begin Data extract

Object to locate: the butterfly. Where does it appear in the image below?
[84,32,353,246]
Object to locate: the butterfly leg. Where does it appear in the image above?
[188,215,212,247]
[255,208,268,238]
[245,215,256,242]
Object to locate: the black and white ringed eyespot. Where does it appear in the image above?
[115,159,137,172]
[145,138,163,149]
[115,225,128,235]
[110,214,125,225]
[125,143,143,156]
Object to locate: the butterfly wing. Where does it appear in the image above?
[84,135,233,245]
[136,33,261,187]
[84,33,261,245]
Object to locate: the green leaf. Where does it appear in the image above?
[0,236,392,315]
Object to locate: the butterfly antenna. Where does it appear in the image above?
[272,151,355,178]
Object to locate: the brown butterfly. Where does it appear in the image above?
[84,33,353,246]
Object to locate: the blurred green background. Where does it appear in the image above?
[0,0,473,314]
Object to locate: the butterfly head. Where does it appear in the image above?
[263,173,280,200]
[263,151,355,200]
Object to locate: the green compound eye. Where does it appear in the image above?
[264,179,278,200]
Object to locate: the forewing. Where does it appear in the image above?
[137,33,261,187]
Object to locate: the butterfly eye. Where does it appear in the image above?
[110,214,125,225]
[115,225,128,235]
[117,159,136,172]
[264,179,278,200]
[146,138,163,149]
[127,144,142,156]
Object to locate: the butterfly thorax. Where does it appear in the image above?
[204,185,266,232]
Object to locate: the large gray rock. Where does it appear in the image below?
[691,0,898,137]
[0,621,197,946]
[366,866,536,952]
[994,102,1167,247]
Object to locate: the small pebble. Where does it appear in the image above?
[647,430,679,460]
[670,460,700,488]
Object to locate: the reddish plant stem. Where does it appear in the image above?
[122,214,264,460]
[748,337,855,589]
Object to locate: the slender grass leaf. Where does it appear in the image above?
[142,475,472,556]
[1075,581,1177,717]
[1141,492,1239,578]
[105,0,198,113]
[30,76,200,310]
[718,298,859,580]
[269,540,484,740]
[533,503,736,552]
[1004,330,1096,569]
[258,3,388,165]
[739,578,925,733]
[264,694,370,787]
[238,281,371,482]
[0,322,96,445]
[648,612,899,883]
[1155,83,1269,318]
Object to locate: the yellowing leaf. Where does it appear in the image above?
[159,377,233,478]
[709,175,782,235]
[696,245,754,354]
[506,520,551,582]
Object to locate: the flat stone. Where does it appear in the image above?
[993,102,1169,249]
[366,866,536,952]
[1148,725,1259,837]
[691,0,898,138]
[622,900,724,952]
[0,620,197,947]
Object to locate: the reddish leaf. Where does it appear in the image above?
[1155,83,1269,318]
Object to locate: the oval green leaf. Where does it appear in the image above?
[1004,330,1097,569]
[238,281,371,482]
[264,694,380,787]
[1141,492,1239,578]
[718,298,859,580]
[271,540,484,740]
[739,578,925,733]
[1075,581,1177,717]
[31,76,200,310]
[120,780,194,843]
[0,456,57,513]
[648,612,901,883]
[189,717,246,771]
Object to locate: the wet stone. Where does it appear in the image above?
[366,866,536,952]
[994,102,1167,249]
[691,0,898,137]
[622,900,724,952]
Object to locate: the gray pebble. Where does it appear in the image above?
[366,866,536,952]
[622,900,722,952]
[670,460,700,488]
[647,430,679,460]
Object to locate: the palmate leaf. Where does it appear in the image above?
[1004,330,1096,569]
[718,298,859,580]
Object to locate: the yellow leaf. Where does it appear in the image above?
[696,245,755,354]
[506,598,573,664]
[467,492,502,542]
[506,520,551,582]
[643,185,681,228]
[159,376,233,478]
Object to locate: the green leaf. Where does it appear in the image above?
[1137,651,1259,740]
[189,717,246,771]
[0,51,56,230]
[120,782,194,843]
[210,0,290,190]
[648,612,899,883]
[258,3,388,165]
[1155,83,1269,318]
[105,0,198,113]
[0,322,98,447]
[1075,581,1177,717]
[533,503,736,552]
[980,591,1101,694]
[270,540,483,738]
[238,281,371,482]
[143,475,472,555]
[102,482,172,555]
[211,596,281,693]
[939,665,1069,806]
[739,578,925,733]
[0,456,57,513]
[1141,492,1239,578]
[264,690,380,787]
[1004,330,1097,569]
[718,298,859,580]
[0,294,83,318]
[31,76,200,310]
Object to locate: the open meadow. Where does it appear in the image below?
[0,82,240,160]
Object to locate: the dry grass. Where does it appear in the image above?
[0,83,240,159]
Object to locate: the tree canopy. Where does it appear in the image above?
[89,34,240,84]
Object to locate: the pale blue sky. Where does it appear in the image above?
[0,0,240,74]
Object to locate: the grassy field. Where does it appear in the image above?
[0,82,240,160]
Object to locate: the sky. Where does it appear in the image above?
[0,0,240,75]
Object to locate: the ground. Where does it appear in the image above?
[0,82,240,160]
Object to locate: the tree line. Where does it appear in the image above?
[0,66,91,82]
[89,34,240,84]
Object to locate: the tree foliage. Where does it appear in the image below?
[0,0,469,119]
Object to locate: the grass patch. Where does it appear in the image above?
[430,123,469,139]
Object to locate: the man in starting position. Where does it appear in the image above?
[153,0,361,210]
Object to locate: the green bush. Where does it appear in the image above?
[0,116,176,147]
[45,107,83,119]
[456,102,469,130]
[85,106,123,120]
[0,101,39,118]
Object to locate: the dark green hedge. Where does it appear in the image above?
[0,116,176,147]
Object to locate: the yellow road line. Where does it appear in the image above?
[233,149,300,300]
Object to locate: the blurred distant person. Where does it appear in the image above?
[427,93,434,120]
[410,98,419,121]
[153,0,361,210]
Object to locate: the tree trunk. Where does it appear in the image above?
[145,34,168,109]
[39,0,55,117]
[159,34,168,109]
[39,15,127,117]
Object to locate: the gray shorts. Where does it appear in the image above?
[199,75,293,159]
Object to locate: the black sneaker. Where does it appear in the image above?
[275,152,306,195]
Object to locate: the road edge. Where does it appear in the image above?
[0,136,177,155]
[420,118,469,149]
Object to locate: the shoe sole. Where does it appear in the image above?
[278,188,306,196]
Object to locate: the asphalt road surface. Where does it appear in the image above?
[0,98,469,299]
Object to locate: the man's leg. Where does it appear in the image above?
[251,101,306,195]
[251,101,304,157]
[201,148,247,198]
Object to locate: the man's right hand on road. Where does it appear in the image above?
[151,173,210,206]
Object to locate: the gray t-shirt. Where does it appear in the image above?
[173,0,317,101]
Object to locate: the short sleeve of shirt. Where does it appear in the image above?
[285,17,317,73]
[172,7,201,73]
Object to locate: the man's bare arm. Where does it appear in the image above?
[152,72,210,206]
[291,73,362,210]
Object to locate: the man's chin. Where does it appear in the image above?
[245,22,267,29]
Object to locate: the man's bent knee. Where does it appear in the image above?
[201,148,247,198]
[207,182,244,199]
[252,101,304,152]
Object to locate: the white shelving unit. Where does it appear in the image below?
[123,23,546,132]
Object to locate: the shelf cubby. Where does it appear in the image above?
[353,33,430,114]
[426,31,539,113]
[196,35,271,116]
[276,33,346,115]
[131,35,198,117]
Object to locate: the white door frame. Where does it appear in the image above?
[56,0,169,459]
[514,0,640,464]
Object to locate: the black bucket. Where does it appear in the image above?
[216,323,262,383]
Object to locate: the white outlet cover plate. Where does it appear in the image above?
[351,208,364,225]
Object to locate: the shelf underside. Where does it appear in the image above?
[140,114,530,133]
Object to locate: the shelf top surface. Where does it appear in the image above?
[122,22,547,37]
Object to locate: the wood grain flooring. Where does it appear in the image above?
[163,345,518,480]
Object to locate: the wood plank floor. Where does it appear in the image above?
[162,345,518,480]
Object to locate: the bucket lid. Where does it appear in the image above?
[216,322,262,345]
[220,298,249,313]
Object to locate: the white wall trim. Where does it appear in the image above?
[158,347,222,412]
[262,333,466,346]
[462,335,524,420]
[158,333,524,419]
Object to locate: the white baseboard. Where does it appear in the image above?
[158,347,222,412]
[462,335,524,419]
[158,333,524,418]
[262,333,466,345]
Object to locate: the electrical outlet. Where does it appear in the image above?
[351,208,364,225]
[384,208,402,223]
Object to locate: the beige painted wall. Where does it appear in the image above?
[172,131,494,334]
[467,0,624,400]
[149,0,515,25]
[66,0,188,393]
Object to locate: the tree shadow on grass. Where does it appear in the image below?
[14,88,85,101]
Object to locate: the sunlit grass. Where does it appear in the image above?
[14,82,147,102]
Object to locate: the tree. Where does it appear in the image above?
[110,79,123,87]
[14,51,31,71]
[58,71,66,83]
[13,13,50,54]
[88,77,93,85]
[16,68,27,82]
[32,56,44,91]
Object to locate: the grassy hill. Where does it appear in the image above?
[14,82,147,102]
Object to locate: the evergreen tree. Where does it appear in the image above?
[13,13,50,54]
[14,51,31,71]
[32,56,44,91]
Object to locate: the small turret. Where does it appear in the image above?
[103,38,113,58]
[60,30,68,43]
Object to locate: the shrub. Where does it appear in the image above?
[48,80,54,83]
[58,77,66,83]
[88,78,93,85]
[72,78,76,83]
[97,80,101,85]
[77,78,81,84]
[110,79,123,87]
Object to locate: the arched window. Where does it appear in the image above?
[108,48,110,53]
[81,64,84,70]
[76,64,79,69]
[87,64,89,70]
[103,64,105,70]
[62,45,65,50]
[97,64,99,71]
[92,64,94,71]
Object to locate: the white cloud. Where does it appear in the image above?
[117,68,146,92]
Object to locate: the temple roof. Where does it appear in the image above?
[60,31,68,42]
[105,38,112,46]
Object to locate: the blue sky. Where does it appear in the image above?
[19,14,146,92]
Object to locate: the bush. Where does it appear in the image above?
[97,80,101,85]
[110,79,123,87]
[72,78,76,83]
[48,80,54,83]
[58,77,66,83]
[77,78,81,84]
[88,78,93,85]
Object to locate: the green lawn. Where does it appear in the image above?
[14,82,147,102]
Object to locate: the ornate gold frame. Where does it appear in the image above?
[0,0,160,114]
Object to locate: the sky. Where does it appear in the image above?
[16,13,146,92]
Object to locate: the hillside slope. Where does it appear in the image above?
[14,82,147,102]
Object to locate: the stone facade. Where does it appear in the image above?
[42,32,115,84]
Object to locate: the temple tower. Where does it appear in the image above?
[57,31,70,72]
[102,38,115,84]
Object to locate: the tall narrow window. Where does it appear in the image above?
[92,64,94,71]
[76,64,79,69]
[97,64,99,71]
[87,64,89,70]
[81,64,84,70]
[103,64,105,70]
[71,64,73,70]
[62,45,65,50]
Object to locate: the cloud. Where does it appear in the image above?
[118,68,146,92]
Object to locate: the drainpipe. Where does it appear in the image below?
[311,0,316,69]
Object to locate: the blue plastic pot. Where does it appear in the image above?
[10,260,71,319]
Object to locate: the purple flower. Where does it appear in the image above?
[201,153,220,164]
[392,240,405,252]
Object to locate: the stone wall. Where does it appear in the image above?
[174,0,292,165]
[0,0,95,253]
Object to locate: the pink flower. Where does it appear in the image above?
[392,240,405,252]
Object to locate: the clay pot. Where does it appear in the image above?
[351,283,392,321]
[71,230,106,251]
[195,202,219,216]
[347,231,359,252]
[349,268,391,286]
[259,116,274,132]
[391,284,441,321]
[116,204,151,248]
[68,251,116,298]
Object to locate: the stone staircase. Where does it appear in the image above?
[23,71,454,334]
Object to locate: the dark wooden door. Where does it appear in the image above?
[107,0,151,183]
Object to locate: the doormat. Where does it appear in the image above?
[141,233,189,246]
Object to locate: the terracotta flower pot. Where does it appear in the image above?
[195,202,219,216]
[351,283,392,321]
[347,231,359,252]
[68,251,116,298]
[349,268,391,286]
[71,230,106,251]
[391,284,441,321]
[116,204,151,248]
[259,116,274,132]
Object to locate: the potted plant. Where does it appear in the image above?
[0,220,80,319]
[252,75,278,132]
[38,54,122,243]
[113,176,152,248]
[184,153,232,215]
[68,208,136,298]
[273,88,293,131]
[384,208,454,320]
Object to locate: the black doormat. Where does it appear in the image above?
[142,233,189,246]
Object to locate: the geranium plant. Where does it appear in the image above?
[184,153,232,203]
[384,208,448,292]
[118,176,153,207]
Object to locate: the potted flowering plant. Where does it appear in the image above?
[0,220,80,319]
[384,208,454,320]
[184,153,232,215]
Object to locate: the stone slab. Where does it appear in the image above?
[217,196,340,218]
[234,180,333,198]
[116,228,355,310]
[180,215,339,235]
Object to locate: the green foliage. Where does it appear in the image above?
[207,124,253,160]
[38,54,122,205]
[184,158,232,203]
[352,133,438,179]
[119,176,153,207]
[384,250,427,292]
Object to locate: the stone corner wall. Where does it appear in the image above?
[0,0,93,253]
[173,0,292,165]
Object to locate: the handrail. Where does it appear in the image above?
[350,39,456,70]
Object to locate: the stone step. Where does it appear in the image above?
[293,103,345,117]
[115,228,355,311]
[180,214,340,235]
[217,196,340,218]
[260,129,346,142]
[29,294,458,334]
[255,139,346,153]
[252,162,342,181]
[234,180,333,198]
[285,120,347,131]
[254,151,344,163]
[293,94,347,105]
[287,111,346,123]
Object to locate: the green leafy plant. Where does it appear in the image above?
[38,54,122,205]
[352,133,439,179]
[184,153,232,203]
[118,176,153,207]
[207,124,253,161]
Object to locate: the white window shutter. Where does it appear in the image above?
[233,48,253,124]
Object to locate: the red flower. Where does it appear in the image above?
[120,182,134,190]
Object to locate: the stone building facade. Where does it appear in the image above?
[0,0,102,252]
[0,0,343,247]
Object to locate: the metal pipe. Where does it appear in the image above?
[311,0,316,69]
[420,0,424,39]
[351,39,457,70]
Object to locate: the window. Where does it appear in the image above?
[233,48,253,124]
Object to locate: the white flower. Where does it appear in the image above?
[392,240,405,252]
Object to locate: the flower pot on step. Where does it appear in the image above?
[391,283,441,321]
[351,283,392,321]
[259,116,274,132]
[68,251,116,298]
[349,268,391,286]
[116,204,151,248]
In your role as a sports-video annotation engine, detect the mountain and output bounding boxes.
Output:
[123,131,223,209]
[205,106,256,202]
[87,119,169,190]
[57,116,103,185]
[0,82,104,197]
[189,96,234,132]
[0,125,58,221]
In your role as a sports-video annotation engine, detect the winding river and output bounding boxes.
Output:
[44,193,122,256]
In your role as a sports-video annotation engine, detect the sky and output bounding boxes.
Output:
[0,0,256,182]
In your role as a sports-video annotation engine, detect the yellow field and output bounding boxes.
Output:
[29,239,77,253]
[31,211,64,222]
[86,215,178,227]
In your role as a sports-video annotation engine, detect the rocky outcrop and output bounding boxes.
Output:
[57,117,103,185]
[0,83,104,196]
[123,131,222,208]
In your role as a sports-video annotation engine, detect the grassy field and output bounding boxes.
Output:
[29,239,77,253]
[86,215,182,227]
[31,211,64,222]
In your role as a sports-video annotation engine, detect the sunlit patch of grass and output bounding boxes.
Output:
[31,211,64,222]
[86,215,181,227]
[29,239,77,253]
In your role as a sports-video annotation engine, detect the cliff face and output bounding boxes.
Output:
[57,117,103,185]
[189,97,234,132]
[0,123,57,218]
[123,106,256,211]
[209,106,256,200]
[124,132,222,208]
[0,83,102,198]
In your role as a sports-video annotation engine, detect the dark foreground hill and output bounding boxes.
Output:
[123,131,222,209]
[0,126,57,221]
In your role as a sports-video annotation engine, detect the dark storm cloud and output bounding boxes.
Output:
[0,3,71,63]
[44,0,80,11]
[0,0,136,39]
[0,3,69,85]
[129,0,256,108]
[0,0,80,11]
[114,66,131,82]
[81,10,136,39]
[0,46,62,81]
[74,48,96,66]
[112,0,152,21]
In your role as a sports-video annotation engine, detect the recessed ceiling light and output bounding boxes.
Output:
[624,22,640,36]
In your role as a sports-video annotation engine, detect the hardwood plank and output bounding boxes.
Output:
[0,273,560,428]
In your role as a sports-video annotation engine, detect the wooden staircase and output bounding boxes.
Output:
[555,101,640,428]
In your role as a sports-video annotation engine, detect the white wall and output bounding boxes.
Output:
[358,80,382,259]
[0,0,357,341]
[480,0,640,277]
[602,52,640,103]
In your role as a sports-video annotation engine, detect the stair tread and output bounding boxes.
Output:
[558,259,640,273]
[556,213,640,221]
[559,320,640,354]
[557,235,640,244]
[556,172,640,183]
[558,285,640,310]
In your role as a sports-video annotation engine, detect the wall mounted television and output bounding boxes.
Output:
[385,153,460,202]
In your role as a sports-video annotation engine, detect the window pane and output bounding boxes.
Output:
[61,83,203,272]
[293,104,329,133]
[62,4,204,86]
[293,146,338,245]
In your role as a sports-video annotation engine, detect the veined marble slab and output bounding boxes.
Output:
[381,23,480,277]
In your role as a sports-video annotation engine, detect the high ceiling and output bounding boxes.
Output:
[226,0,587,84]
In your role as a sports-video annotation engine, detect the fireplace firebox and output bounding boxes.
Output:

end Data extract

Exercise brief:
Copy out the lines of the entries from the one containing "Object to locate: the dark wooden" through the one containing "[180,215,339,235]", both included, without any change.

Exercise output:
Object to locate: the dark wooden door. Where does it appear in the image above?
[107,0,151,183]
Object to locate: the doormat. Where does it appear in the image above?
[141,233,189,246]
Object to locate: the terracotta flower pot. Where does it appear in the image above?
[195,202,219,216]
[351,283,392,321]
[347,231,359,252]
[68,251,116,298]
[349,268,391,286]
[71,230,106,251]
[391,284,441,321]
[116,204,151,248]
[259,116,274,132]
Object to locate: the potted plant. Where does it appear in the image above?
[0,220,80,319]
[252,75,278,132]
[38,54,122,243]
[113,176,152,248]
[184,153,232,215]
[68,208,136,298]
[273,88,293,131]
[384,208,454,320]
Object to locate: the black doormat. Where does it appear in the image above?
[142,233,189,246]
Object to locate: the geranium plant. Where does it appear in the image above?
[184,153,232,203]
[384,208,448,292]
[118,176,153,207]
Object to locate: the potted flowering plant. Where does it appear in the image above?
[0,220,80,319]
[384,208,454,320]
[184,153,232,215]
Object to locate: the stone slab. Where does it appear in the image above?
[217,196,340,218]
[234,180,333,198]
[116,228,355,310]
[180,215,339,235]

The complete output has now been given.